*Input:*
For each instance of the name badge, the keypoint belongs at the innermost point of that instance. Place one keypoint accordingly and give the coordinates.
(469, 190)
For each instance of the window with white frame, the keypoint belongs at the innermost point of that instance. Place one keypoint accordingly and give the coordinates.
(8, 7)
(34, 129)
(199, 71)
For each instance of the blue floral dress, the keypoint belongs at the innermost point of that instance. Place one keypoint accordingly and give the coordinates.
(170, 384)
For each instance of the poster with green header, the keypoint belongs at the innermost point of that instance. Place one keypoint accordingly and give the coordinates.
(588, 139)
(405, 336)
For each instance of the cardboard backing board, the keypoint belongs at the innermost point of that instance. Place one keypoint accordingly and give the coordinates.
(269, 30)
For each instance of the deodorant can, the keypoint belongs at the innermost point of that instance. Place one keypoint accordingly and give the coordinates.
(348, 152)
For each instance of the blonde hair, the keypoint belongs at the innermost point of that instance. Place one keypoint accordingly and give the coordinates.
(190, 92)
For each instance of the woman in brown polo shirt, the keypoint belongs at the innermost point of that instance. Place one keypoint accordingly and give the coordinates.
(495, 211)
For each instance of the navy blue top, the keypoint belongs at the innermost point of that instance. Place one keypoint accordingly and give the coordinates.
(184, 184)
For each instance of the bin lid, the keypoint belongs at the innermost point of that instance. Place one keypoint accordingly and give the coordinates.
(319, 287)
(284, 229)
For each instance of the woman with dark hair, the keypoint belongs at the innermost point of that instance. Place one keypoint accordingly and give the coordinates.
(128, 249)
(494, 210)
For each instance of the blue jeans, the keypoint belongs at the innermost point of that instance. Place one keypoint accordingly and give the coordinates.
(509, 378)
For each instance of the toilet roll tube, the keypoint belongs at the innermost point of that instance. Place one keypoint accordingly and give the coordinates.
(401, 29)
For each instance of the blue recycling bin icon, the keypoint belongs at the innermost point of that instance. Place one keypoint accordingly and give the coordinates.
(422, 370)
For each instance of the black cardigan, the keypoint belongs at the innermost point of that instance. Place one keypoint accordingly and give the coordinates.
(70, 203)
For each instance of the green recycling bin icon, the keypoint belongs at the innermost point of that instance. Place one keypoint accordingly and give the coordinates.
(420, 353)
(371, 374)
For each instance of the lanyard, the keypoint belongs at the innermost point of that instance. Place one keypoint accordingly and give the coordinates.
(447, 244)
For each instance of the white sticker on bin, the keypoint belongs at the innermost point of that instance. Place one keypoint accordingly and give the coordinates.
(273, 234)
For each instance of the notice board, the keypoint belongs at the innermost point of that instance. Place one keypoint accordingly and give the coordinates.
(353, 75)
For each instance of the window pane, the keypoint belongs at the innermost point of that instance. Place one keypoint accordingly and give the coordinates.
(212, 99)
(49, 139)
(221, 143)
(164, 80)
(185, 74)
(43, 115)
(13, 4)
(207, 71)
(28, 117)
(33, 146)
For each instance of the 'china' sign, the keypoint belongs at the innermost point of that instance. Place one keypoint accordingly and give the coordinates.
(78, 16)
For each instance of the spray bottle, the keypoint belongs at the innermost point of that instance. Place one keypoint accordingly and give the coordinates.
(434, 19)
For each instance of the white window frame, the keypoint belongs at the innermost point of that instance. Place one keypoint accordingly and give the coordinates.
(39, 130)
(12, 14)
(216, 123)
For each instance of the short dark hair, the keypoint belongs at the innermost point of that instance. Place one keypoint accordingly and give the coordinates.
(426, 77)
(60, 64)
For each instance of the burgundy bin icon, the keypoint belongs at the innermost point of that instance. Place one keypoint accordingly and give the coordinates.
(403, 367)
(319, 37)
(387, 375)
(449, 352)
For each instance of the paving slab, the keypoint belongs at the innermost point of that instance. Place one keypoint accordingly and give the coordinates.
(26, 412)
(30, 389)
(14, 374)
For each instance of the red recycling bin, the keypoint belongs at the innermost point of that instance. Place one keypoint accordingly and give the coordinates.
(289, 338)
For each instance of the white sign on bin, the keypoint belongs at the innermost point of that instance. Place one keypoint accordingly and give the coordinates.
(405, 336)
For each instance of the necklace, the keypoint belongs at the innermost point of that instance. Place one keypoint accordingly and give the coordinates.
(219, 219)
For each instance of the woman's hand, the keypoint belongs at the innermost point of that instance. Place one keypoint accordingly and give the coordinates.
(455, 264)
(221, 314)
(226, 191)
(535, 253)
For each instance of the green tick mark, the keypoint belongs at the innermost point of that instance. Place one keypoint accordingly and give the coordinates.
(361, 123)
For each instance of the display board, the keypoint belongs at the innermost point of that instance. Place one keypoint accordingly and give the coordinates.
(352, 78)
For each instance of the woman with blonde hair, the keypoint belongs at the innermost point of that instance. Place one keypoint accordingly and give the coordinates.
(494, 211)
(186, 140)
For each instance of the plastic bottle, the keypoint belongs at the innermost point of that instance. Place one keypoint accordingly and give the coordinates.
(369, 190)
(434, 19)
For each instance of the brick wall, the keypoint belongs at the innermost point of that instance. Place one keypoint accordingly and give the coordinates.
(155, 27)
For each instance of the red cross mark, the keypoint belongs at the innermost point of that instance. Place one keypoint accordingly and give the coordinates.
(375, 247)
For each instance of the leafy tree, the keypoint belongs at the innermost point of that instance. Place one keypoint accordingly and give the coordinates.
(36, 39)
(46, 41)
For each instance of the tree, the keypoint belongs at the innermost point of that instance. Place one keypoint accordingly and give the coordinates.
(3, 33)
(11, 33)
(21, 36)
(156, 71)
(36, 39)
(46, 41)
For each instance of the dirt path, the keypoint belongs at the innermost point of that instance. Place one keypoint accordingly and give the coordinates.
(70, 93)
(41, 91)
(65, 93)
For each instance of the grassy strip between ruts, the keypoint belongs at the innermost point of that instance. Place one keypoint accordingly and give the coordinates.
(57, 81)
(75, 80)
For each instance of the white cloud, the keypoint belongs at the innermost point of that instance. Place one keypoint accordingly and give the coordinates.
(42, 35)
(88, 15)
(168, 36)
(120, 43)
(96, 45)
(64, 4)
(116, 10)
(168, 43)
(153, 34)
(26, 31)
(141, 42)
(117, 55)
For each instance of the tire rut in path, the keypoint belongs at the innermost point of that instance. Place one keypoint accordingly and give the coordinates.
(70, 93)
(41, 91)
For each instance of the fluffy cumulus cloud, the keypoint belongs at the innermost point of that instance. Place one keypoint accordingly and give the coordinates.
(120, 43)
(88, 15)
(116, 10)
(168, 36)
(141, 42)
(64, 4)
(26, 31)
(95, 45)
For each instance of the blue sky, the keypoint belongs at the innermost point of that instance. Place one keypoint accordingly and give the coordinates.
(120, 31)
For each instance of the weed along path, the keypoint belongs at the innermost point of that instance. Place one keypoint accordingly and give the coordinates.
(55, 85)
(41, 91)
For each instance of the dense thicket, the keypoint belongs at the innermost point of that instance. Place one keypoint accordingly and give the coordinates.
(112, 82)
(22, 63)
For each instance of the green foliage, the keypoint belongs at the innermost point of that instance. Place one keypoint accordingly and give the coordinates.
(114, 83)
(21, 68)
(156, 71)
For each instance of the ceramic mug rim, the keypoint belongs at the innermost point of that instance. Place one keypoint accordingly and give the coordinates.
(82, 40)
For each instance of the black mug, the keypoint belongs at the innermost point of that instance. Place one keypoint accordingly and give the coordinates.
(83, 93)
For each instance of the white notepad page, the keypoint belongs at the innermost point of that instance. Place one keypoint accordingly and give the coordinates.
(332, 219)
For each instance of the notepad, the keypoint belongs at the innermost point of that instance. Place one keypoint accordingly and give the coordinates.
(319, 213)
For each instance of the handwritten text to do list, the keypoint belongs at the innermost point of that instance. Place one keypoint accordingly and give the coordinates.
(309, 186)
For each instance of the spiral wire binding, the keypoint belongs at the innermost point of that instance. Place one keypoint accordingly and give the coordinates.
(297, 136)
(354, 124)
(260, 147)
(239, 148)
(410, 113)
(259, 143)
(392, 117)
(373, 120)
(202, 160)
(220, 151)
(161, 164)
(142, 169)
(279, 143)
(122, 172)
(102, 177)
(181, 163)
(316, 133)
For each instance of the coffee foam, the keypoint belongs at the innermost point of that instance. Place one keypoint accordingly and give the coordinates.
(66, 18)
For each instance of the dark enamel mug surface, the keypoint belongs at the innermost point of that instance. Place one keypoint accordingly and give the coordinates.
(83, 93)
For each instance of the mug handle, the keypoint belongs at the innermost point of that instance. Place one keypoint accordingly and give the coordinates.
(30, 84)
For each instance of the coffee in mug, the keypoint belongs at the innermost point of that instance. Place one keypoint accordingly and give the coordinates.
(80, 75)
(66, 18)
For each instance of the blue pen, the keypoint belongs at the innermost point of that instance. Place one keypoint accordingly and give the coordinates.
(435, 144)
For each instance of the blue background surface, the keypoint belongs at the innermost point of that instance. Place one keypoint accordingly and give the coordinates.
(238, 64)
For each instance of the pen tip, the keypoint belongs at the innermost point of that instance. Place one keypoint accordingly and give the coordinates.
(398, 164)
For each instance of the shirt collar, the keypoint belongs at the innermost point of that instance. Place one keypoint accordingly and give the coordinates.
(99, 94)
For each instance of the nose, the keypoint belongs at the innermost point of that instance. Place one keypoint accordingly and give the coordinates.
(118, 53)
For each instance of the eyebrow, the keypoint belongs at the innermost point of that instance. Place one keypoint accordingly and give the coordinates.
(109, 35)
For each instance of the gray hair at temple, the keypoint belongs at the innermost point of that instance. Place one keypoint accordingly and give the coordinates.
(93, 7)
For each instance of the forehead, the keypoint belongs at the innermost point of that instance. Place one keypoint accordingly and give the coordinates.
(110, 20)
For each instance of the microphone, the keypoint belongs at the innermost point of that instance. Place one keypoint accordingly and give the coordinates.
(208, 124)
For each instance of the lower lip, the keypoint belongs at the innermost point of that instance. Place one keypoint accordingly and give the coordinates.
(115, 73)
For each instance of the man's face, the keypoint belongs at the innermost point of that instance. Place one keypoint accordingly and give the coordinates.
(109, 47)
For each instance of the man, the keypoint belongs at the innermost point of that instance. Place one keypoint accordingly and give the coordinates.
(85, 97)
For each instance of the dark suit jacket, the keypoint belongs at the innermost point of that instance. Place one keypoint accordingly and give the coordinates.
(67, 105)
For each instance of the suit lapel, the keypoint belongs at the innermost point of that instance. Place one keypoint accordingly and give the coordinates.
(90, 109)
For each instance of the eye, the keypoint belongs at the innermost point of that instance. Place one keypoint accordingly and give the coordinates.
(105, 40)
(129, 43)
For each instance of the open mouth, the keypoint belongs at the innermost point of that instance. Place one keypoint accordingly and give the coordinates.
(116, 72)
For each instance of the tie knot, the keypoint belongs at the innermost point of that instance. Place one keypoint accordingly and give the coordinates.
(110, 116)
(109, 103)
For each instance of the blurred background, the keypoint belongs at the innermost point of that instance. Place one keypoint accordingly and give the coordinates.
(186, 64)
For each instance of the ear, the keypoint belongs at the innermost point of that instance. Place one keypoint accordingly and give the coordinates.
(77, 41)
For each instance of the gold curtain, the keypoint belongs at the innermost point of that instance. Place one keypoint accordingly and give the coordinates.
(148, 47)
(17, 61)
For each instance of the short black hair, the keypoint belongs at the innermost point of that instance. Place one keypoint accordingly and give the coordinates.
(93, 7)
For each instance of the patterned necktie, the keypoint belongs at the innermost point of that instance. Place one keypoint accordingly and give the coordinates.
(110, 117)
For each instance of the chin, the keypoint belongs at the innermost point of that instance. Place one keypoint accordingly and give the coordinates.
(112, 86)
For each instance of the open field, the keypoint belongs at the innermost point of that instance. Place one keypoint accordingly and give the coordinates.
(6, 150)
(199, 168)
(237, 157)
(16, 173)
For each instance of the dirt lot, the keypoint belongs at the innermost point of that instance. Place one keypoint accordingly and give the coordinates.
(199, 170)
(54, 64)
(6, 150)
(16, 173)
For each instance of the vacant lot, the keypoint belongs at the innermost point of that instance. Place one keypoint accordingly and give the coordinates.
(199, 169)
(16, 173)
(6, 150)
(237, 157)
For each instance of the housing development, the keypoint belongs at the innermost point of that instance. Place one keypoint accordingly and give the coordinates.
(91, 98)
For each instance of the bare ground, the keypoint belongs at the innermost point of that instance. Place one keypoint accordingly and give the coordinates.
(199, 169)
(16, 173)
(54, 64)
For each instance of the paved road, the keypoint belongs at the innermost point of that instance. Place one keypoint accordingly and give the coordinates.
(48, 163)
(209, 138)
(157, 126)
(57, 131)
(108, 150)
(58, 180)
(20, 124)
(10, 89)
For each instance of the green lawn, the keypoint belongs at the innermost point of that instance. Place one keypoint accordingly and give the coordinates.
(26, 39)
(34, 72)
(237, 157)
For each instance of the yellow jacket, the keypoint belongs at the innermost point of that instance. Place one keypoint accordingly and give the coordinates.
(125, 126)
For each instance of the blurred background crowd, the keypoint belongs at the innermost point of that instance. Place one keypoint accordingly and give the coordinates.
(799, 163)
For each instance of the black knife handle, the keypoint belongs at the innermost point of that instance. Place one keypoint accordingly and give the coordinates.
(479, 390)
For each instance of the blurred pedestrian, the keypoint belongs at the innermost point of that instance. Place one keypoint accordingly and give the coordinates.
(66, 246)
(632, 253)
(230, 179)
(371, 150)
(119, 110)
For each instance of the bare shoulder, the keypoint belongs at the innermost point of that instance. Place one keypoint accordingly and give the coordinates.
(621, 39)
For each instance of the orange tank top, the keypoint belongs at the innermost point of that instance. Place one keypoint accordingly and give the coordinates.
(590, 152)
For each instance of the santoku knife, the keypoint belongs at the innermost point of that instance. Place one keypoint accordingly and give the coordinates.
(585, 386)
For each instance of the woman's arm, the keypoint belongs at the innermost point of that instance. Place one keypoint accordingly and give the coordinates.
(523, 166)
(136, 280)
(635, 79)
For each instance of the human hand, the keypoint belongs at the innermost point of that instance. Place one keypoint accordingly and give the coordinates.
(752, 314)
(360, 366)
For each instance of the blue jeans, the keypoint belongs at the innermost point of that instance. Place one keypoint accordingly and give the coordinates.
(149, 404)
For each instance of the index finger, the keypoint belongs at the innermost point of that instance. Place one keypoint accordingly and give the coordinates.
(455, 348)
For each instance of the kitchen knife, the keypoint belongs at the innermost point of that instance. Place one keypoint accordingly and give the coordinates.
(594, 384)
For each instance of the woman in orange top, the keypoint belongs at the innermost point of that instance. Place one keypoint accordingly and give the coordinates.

*What is expected:* Using the entries above, restate word for word every line from the one that contains "For each instance of the orange" through the last.

*Completed task:*
For each instance of the orange tank top, the keypoint belongs at the innermost point of that instance. Place one keypoint accordingly and give the coordinates.
(590, 152)
For each instance of the santoku knife, the keypoint belongs at the innermost point of that instance. Place one keypoint accordingly and give the coordinates.
(585, 386)
For each instance of the woman's arm, the keypoint belongs at the innermost point of that instance. Place one keypoint accordingly and give the coordinates.
(523, 166)
(136, 280)
(635, 79)
For each instance of the human hand, the keypoint belongs at the innermost point of that instance. Place one keypoint accordingly and give the coordinates.
(752, 314)
(360, 366)
For each instance of the blue jeans, the keypoint belongs at the innermost point of that instance. Place one keypoint accordingly and give the coordinates.
(149, 404)
For each instance of the index finger, the keypoint belongs at the innermost point of that instance. Place one keypoint accordingly and give the coordinates.
(455, 348)
For each instance of the kitchen knife, the keypoint belongs at the innermost point of that instance. Place one keypoint accordingly and give the coordinates.
(594, 384)
For each instance of the woman in orange top, the keypoint belongs at the innermost point of that instance. Place one keypoint accordingly and give the coordinates.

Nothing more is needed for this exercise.